**KUMPULAN TUGAS**.
(1) Jawablah pertanyaan berikut berdasarkan berita tentang gajah liar di Minas.
(a) Berapa ekor gajah liar yang mendatangi Minas?
(b) Kapan kejadian itu berlangsung?
(c) Siapa nama Camat Minas?
(2) Lanjutkan berita tentang gajah liar di Minas mulai dari sesudah kalimat terakhirnya.

**TEKS BACAAN**.
........

Laporan Wartawan Tribunsiak.com, Mayonal Putra
TRIBUNNEWS.COM, SIAK - Aneh! Sebanyak 10 ekor gajah liar di Riau berkeliaran di halaman Kantor Camat Minas, juga masuk ladang petani di Desa Karya Indah, Kampar, Riau.
Warga Minas, Kabupaten Siak, dikagetkan dengan kedatangan 10 ekor gajah liar jenis Gajah Sumatra (Elephas Maximis Sumatranus), satu jenis hewan dilindungi di Indonesia.
Warga kewalahan mengusir herbivora raksasa itu karena jumlah gajah liar itu mencapai 10 ekor.
Kejadian yang sempat membuat warga ketakutan itu terjadi pada Minggu (2/12/2018) malam, sehingga warga berjaga sepanjang malam sambil berusaha mengusir kawanan gajah liar tersebut.
Warga juga menduga, kawanan gajah itu kesulitan mencari makan di dalam hutan, sehingga malam itu, kawanan gajah justru mencari makan di halaman kantor camat Minas.
Tanaman muda milik warga sekitar kantor camat habis dibabat si kuping besar.
Banyaknya perkebunan dan tanaman pada pekarangan rumah warga dimakan gajah, warga kemudian memanggil Balai Besar Konservasi Sumber Daya Alam (BBKSDA) Riau di PLG Minas.
Mereka turun tangan untuk melakukan pengusiran gajah-gajah liar itu.
Camat Minas, Hendra mengatakan, berkeliarannya gajah liar di pemukiman warga bukan kali pertama terjadi di Minas.
Sebab, habitat gajah tersebut sudah banyak yang hilang dan berganti perkebunan.
Pengecekan Kesehatan 16 Ekor gajah oleh Tim dokter dari Balai Besar Konservasi Sumber Daya Alam (BBKSDA) Provinsi Riau di Pusat Latihan Gajah (PLG)
"Hutan sudah berangsur hilang, jadi tidak ada lagi ketersediaan makanan gajah. Akibatnya mereka masuk kampung," kata dia, Senin (3/12/2018).

........

[Cuplikan dari kumpulan data]
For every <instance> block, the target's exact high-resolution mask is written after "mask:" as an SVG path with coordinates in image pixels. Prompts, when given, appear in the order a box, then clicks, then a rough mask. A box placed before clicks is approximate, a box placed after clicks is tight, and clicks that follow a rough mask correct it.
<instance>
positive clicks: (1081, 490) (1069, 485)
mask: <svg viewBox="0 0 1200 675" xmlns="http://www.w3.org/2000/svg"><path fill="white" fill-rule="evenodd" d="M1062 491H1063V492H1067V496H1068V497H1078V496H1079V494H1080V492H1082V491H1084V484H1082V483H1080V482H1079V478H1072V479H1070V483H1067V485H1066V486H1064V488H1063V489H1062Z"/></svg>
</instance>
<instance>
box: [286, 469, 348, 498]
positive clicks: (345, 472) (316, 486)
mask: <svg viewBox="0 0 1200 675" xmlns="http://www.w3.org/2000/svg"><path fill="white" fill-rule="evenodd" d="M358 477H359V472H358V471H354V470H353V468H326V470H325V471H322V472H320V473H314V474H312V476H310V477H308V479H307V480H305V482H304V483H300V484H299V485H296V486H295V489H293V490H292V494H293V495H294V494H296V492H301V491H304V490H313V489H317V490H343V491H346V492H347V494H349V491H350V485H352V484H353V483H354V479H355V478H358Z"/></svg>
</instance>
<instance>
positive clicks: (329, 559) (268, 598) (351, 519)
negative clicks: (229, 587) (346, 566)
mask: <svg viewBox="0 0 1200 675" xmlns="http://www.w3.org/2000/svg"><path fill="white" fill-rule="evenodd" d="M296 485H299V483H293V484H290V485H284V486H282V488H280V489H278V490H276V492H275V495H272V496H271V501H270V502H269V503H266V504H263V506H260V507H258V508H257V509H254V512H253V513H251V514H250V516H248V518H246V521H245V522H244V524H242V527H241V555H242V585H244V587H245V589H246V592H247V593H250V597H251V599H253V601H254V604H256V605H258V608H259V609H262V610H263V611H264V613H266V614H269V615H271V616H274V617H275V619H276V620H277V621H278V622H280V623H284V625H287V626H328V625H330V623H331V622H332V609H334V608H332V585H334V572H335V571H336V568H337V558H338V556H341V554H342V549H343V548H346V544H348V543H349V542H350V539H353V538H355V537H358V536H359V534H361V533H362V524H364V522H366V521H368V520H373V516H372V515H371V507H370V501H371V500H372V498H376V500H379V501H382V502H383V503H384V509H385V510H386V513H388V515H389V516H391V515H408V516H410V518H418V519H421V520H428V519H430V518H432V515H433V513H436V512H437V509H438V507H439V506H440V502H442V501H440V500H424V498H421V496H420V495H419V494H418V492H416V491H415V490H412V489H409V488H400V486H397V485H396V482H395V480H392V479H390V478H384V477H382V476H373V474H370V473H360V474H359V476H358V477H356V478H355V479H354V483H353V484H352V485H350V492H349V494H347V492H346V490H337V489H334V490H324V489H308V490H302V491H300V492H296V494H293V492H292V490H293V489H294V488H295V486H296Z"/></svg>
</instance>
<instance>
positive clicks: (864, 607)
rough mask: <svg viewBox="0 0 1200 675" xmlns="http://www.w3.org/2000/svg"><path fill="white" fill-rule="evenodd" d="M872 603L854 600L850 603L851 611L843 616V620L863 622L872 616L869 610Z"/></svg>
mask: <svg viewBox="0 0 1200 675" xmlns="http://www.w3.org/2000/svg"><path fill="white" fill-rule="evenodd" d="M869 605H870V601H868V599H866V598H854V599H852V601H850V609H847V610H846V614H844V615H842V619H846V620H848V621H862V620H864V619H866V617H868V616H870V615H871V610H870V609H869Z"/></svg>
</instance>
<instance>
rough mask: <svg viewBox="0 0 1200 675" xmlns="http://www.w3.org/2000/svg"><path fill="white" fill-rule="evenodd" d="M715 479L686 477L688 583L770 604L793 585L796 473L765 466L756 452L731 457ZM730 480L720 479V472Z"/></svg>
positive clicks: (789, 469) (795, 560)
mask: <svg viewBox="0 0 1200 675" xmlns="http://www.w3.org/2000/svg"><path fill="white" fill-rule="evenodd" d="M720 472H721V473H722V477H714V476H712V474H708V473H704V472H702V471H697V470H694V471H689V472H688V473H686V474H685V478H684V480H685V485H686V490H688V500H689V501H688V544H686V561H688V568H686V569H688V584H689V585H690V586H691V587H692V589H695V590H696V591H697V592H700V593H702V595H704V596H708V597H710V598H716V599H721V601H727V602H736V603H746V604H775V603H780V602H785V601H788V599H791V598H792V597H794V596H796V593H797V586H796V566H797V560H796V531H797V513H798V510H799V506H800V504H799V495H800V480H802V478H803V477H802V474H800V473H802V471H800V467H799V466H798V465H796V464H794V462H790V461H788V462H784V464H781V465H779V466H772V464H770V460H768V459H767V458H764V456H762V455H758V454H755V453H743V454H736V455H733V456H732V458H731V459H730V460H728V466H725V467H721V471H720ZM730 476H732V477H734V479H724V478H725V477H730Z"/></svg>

........

**JAWABAN TIAP TUGAS**.
(1)
(a) Sebanyak 10 ekor.
(b) Pada Minggu (2/12/2018) malam.
(c) Hendra.

(2)
Gajah-gajah liar sudah digiring ke areal hutan tersisa, dengan meletuskan mercon.
Warga yang terkena imbas kembali memperbaiki pekarangan mereka.
"Ini efek domino akibat kurangnya hutan. Jadinya warga kampung yang mengalami kerugian, sedianya hasil kebun dijual namun sekarang dimakan gajah," kata dia.
Ia berharap, pihak BBKSDA Riau cepat mencegah konflik manusia dengan gajah.
Sebab, hal itu sering terjadi di Minas.
Gajah Liar Masuki Ladang Petani di Desa Karya Indah
Warga Desa Karya Indah Kecamatan Tapung merugi lahan pertanian mereka rusak.
Mereka berkeyakinan ladang mereka dirusak oleh gerombolan Gajah, Kamis (11/10/2018) malam.
Pelaksana Tugas Kepala Dusun setempat, Subandi mengungkapkan, lahan pertanian warga yang rusak terletak di Jalan Riau Baru (Kilometer 11 Jalan Garuda Sakti) dan Jalan Pelita Dusun III Kandis Baru.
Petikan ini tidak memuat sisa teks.